◆ **TASK DIRECTIONS**:
Start to finish, print the data below exactly, without the images.

◆ **GIVEN RECORDS**:

———

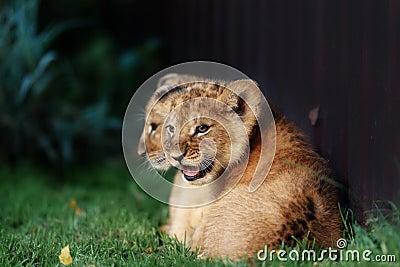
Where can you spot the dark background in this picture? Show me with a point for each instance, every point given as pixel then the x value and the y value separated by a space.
pixel 340 55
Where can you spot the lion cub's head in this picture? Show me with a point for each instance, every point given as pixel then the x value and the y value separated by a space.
pixel 202 127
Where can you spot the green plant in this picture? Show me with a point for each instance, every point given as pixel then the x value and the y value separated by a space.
pixel 60 110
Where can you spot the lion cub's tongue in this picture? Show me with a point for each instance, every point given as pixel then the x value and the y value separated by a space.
pixel 190 173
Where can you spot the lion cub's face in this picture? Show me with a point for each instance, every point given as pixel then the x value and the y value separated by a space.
pixel 202 128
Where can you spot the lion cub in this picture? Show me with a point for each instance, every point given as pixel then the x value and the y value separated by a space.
pixel 294 201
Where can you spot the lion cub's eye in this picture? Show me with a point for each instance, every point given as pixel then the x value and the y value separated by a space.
pixel 201 129
pixel 152 127
pixel 170 129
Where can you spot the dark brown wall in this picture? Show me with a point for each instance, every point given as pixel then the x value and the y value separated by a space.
pixel 341 55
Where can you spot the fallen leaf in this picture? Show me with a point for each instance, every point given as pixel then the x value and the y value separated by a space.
pixel 65 256
pixel 73 203
pixel 313 115
pixel 78 211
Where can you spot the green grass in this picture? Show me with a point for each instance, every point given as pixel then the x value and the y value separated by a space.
pixel 119 224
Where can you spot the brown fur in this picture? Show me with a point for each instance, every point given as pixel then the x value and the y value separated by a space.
pixel 295 200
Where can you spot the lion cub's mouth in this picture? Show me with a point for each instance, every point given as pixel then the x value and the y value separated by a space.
pixel 192 175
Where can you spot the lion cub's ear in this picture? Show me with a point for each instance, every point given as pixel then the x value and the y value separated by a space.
pixel 244 92
pixel 244 97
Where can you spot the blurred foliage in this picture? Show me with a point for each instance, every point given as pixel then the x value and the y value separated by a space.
pixel 62 110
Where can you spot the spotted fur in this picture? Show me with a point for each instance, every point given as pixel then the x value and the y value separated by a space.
pixel 295 201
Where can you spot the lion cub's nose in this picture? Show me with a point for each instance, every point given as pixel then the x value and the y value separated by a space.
pixel 179 157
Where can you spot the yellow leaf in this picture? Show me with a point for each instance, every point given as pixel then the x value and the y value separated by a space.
pixel 72 203
pixel 78 211
pixel 65 256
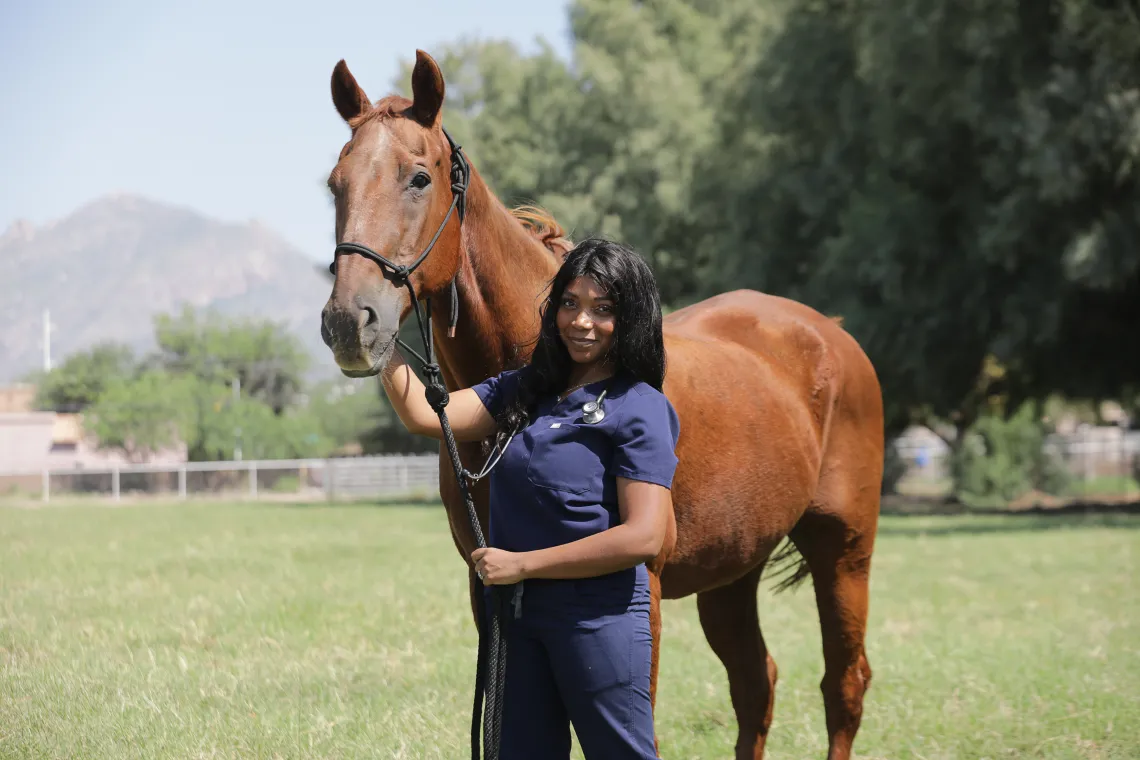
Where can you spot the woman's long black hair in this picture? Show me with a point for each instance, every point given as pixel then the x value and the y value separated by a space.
pixel 638 348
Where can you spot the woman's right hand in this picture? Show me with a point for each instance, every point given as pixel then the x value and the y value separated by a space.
pixel 465 411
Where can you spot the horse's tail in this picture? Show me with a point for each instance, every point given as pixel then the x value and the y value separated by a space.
pixel 542 225
pixel 788 568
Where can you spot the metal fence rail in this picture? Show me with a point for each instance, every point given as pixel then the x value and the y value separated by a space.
pixel 380 476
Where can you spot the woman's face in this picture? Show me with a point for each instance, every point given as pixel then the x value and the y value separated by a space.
pixel 586 319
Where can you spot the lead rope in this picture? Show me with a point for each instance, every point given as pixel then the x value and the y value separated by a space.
pixel 490 668
pixel 490 671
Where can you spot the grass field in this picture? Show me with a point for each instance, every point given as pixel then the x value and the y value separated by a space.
pixel 282 631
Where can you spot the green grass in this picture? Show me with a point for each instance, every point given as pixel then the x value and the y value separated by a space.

———

◆ **SOLUTION BELOW**:
Where can you spot the dark background in this picture? Show me with a point for each instance, every point given as pixel then the x value and the y value separated by a space.
pixel 340 55
Where can you spot the lion cub's head in this picture? Show me with a point for each instance, every point given as pixel then the x value and the y value separated by a space.
pixel 202 127
Where can you spot the green plant in this picture? Show me with a point for each instance, every point given as pixel then the x value and the y value separated by a space.
pixel 60 110
Where can you spot the lion cub's tongue in this picture? Show me with a point for each instance, every point given as pixel then the x value and the y value separated by a space.
pixel 190 173
Where can you spot the lion cub's face in this picture? Show me with a point for each instance, every point given as pixel then the x value and the y value separated by a space.
pixel 202 128
Where can you spot the lion cub in this picture? Show me with a point for each instance, every point given as pixel then the x value and the y value separated by a space.
pixel 294 201
Where can you spot the lion cub's eye in this picture? Show me with a point for each instance, every point given as pixel then the x value and the y value separated by a space.
pixel 201 129
pixel 152 127
pixel 170 129
Where can you spot the dark brown wall in this picture? Show me with a point for each instance, every point given as pixel then the x value and the y value separated by a space.
pixel 341 55
Where can you spot the fallen leaf in this picture? Show me with a point for each instance, every point given as pixel then the x value and the y value separated by a space.
pixel 65 256
pixel 73 203
pixel 313 115
pixel 78 211
Where can you spot the green grass in this picture? Show me with a point for each instance, every point given as pixel then the x value and the y value separated by a space.
pixel 119 224
Where can you spot the brown fur in this picture? Show me with a point for each instance, every point given as pixel then the x value and the y value separated by a space.
pixel 295 200
Where can you spot the lion cub's mouth in this picture? Show me with a point for each instance, every point given as pixel then the x value and the y value separated by a space.
pixel 192 175
Where can you spot the lion cub's ear in this picture? Show me with a point for each instance, every point given as pixel then the x value and the y value separated by a space.
pixel 244 92
pixel 244 97
Where can you spot the blurred foliage in this picture? Show me with a point for each instance, every point given as pixel then the x value and the y value separated by a space.
pixel 62 110
Where can you spot the spotted fur in this picture? Show me with a point for each instance, every point given as pixel then the x value and the y value separated by a space.
pixel 295 201
Where can you spot the lion cub's nose in this picture? Show me with a point for each instance, every point given as pixel then the x value and the y value separated by a space.
pixel 179 157
Where can you spot the yellow leaf in this picture? Show me with a point for each instance, every point given as pixel then the x value and the y value separated by a space.
pixel 72 203
pixel 78 211
pixel 65 256
Where can you spot the woman's long black hair in this picture? Show me with a point for each instance, every point given as pixel then the x value and the y value separated by a space.
pixel 638 348
Where can you spot the woman's right hand in this picture? Show me with a point for each instance, every point given as pixel then the x value and the y value separated by a space.
pixel 465 411
Where can you spot the horse's tail in this picture? Show me with a point for each instance, every point given as pixel then the x value and the y value separated by a space.
pixel 542 225
pixel 788 568
Where can you spot the metal fence rail in this picture? Show me with a point for each instance, every point given as pixel then the x value and the y value separated by a space.
pixel 380 476
Where can you spot the woman's face in this picture? Show me with a point for each instance, every point given as pixel then the x value and the y value separated by a space.
pixel 586 319
Where can you spot the lead rope in this picture? Show me with a point for each instance, every point given as pixel then the x value and the y value separated by a space.
pixel 490 668
pixel 490 671
Where can you spot the grass field in this picture? Show me with a point for each instance, every point given as pixel then the x value and the y value separated by a space.
pixel 282 631
Where can you spot the green grass in this picture? Show me with a point for each instance, every point given as pixel then the x value and the y value separated by a space.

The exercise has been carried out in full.